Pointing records
* * *

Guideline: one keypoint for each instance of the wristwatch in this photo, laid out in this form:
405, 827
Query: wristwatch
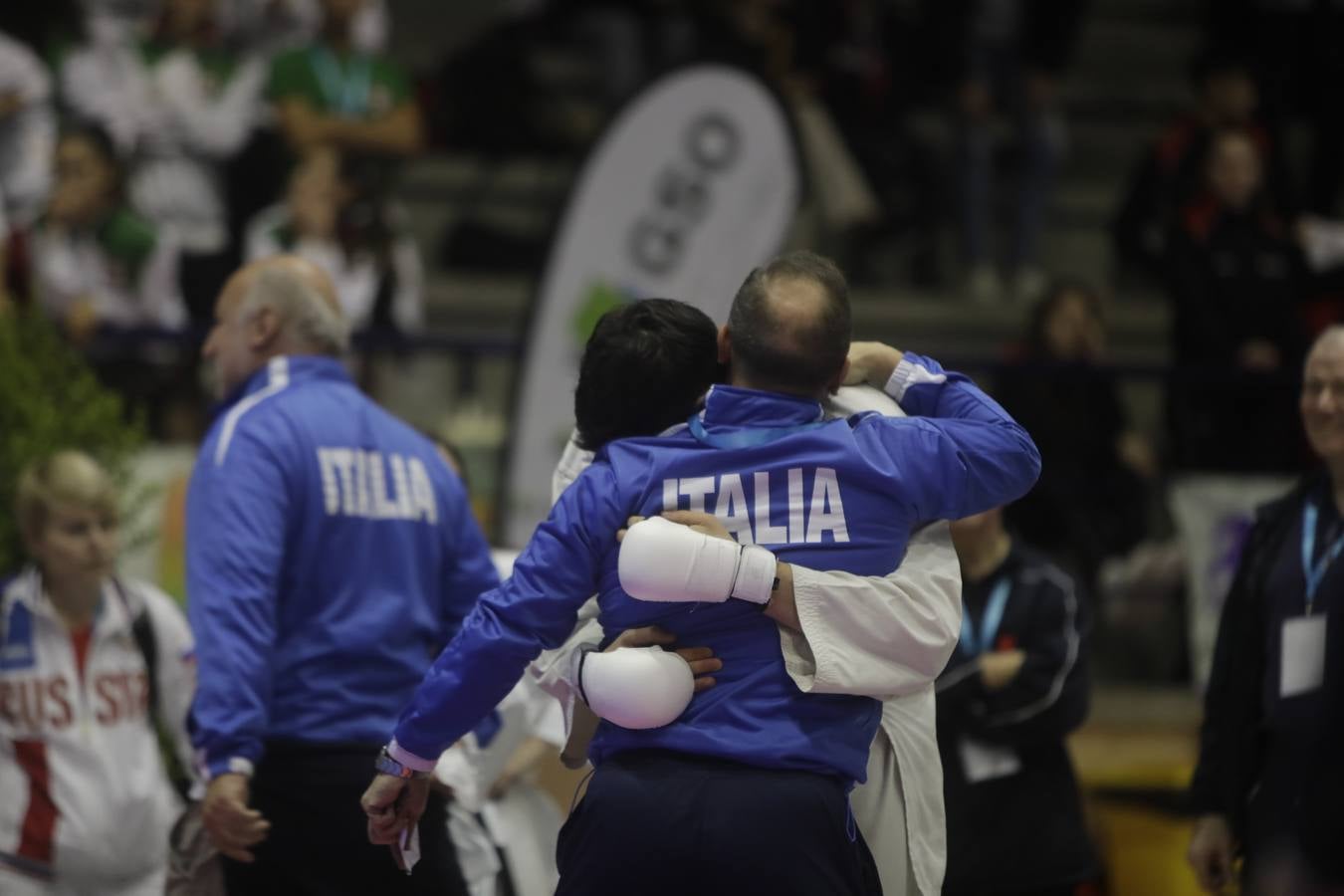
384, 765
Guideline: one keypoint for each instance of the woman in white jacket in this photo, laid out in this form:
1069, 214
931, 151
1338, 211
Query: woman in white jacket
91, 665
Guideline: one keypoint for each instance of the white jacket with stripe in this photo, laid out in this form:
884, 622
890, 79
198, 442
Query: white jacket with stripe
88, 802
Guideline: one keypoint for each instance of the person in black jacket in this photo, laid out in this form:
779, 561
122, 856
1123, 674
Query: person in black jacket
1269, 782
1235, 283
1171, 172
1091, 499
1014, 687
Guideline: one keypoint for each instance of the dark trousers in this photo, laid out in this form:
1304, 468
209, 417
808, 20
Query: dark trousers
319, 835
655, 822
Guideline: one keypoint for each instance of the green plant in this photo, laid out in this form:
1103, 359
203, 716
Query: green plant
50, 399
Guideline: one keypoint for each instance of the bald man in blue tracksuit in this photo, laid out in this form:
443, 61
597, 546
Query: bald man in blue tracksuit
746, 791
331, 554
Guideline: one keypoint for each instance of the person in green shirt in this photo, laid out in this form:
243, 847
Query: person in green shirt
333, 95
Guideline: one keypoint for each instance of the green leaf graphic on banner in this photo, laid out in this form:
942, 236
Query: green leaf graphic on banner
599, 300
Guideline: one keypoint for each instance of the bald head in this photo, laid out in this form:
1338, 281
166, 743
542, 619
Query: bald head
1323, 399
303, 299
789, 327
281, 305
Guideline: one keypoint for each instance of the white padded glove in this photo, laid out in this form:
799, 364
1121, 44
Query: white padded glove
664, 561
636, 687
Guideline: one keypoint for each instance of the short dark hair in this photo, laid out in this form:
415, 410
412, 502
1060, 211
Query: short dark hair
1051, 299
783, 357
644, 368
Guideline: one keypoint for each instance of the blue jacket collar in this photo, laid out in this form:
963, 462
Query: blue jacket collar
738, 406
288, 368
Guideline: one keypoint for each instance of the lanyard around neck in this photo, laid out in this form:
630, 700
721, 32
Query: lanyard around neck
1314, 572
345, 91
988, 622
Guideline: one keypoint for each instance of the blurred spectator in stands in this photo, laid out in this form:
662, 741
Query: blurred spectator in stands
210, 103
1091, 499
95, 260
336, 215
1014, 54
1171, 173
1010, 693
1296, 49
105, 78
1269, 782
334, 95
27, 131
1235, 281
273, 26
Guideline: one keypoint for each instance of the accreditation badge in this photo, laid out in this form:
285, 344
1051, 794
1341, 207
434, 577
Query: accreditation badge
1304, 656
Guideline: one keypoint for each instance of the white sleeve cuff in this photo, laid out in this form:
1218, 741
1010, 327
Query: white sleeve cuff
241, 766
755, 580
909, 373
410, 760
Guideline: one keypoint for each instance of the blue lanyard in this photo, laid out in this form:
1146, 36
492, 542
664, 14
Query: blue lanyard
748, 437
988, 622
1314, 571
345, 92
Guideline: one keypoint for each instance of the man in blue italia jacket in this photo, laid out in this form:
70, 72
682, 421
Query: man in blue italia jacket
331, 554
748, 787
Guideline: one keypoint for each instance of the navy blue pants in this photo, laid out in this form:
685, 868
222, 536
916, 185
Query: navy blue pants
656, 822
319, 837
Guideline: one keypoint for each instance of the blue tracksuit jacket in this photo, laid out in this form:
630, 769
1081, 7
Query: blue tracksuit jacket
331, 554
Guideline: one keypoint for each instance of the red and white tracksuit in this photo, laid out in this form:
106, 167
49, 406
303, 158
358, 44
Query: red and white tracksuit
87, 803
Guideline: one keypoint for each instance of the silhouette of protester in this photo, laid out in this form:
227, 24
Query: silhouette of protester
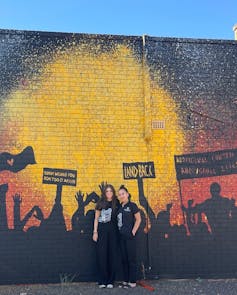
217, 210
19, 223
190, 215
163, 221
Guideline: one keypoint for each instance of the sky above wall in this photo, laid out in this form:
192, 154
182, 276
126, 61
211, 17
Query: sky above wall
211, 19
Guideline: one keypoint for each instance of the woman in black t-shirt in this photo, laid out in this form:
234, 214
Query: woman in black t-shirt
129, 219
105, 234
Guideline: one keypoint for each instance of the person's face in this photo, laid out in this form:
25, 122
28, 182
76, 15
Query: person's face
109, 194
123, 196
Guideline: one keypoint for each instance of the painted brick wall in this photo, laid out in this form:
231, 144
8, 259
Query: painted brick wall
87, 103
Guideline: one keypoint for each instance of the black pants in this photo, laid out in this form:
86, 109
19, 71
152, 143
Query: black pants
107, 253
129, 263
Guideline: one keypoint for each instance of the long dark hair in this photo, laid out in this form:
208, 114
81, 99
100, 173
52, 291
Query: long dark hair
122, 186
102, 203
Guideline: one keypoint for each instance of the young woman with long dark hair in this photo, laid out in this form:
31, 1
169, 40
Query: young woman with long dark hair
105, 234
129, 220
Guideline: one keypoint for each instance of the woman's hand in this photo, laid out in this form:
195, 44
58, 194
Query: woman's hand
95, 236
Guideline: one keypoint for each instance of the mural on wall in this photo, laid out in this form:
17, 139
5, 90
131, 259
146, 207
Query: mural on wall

* * *

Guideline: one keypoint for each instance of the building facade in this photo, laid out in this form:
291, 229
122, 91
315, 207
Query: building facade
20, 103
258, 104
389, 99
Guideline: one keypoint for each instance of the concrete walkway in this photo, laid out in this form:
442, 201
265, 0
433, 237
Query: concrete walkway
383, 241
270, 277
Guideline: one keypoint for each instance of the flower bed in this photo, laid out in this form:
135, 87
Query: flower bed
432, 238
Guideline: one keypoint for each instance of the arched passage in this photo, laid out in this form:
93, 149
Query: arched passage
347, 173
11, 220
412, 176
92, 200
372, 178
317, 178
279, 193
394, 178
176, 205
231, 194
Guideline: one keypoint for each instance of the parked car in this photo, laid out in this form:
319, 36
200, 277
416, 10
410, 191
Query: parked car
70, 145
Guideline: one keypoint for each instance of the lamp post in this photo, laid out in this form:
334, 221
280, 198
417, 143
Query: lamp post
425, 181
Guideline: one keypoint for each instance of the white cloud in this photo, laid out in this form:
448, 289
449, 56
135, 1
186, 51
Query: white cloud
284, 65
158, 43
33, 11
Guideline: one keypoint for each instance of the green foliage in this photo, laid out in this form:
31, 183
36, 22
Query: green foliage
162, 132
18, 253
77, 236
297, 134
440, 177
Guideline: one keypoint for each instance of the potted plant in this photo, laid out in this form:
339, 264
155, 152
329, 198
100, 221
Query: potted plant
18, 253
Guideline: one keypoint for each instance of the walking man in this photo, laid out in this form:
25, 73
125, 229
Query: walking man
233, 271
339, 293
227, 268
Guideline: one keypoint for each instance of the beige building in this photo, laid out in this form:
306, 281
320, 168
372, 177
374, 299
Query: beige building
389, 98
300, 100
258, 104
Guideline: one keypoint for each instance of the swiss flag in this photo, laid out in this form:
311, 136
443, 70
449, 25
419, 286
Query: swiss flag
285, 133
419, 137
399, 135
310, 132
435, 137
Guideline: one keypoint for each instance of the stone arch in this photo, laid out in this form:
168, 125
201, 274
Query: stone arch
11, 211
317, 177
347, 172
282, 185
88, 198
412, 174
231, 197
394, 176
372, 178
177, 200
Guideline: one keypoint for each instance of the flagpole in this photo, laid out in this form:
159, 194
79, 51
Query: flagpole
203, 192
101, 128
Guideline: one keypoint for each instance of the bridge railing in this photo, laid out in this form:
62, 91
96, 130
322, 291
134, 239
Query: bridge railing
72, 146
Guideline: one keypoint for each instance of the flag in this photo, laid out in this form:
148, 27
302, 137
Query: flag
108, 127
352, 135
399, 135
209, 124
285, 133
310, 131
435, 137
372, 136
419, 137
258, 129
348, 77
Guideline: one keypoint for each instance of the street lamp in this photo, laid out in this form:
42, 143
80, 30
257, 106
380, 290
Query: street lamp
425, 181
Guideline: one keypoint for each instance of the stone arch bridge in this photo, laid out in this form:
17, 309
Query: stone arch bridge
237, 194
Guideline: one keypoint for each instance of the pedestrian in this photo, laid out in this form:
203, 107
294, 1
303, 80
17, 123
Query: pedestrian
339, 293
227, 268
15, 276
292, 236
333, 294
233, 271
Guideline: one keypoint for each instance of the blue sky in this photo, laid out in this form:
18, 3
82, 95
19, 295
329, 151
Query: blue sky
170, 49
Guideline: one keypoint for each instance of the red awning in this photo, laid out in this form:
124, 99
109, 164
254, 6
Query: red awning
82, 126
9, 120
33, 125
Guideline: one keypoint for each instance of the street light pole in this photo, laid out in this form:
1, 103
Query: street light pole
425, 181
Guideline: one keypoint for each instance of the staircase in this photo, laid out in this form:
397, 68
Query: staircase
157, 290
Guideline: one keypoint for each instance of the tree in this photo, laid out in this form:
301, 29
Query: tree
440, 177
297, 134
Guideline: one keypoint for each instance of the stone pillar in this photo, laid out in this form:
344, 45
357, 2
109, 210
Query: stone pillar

* * *

- [Written request]
Report every line of the pointing records above that contains the string "stripe". Case counts.

- [Result of the task]
Guideline: one keypoint for each instance of the white jacket with stripe in this photo, laid out in this form:
Query: white jacket with stripe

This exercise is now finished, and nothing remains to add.